* Begin *
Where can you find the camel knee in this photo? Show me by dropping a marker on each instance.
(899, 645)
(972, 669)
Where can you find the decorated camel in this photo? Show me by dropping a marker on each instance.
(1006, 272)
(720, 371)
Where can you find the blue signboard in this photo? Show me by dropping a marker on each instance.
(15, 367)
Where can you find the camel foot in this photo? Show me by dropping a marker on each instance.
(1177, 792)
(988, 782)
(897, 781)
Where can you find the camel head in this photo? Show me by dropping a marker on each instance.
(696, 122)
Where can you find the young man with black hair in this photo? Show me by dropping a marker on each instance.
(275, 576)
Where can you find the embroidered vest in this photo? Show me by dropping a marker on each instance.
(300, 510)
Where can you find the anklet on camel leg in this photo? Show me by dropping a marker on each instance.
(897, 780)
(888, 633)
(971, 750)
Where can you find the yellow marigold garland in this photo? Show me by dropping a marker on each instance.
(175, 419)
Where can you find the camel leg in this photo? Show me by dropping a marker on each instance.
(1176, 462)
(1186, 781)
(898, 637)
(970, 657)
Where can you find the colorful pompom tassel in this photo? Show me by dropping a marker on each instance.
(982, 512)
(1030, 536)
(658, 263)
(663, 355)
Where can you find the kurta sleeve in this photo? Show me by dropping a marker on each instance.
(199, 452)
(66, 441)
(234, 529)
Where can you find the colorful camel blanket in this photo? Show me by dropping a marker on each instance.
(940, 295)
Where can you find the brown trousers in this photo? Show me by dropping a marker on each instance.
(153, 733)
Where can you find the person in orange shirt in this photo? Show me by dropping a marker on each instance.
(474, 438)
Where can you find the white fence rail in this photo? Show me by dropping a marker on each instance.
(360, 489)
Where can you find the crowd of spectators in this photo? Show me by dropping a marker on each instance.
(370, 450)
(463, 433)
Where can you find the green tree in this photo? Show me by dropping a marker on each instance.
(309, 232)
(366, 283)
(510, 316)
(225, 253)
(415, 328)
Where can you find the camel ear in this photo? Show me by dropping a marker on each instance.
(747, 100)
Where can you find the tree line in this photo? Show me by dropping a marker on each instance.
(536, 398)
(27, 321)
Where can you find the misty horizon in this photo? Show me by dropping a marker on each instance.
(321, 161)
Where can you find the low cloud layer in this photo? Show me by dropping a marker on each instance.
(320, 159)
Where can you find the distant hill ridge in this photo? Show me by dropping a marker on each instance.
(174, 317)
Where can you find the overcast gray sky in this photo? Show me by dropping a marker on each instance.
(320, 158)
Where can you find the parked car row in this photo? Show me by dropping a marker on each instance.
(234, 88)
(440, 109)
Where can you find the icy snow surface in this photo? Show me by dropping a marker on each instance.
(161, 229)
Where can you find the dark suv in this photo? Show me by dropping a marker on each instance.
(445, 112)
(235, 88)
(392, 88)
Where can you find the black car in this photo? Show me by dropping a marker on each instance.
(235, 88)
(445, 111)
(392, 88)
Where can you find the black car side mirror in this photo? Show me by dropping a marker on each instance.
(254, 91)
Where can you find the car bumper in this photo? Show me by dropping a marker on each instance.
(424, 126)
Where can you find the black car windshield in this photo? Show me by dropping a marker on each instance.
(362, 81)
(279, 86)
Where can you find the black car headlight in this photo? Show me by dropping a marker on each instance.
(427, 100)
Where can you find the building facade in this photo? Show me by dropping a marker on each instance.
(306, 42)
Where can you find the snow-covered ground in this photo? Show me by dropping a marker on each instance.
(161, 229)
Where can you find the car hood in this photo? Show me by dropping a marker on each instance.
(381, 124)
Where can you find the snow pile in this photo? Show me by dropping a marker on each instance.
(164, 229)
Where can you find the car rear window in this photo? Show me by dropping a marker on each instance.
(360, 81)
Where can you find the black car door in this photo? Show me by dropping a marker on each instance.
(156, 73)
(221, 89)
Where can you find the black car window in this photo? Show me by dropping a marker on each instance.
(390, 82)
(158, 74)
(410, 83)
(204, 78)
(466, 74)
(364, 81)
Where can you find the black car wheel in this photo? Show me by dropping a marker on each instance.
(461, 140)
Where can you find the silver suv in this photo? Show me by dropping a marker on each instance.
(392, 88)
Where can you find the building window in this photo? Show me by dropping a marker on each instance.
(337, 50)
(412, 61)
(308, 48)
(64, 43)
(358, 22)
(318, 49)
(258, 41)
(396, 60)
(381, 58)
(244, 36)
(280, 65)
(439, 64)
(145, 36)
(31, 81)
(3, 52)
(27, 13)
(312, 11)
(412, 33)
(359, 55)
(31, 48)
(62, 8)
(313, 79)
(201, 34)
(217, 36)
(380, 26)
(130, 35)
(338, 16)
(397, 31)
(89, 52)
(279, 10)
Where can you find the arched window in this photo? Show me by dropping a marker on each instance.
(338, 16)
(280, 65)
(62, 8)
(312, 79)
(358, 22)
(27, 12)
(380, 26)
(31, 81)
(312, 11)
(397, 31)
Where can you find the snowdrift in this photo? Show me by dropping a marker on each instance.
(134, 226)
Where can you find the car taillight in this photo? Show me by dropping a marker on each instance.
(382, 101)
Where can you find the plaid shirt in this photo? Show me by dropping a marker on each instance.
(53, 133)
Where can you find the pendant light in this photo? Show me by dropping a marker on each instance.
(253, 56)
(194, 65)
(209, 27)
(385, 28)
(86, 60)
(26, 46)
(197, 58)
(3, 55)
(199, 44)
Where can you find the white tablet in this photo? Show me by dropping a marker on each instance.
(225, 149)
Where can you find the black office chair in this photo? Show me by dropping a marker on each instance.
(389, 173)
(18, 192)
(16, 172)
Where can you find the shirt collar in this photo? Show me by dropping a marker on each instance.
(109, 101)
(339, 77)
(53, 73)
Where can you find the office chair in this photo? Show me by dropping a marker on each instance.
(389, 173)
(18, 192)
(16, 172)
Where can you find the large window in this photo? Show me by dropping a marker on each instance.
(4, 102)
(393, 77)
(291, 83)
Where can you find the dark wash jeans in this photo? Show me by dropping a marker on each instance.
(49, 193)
* End *
[Short exercise]
Can you lay out the material as a Markdown table with the columns "No." and "Text"? Start with the line containing "Where can you find the office" and continue through the final line of the material, numbering each row and leaving out blank lines.

[Written answer]
| No. | Text |
|---|---|
| 1 | Where can you find the office chair in this photo? Show me by dropping a marker on each instance. |
| 2 | (389, 173) |
| 3 | (18, 192) |
| 4 | (16, 172) |
| 5 | Where can you find the large window in this photo? Show me by dropping a marker on each instance. |
| 6 | (4, 102) |
| 7 | (393, 77) |
| 8 | (291, 83) |
| 9 | Where can you find the dark wash jeans in this photo? Show me by dropping a marker on each instance. |
| 10 | (49, 193) |